* **TASK**
The answer should contain only the lines running from the line with "Where can the wooden" to the end of the material, reproduced verbatim.

* **SUPPLIED RECORDS**
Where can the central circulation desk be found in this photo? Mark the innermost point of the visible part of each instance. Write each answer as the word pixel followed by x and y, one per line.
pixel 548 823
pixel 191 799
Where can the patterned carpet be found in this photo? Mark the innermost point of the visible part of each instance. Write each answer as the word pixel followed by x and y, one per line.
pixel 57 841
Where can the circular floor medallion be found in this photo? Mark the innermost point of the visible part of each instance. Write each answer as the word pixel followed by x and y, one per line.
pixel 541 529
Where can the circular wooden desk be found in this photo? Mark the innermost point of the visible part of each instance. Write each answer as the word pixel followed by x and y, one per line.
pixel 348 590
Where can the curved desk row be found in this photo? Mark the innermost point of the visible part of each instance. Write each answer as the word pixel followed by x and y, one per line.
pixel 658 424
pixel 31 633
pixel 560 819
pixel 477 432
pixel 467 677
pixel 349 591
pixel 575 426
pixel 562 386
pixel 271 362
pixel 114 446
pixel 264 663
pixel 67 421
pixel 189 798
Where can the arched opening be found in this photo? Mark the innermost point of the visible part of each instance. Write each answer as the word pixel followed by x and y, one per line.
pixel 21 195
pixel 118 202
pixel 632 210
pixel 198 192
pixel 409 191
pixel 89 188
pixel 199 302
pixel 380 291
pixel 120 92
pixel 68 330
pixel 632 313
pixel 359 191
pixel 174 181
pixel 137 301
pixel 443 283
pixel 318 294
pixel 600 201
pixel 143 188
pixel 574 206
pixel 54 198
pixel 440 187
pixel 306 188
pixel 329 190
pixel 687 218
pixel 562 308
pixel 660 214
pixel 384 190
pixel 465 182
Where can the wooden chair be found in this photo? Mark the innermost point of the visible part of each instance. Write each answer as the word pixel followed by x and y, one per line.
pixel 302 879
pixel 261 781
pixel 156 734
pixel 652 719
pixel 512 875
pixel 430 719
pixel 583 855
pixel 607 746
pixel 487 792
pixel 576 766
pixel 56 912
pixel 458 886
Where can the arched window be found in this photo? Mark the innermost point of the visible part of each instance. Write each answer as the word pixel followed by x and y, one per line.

* **EXERCISE RESPONSE**
Where can the wooden chair be found in this photo? Mark the innermost point of the visible part of each instance. Write each answer as the word pixel followed by x and y, one per line.
pixel 302 879
pixel 261 781
pixel 156 734
pixel 652 719
pixel 512 875
pixel 430 719
pixel 583 855
pixel 607 746
pixel 487 792
pixel 576 766
pixel 56 912
pixel 458 886
Where can the arched window be found in this photo? Mark the innermost point of the visible part of each instance. Write each answer as the word pixel followed by x and y, one per line.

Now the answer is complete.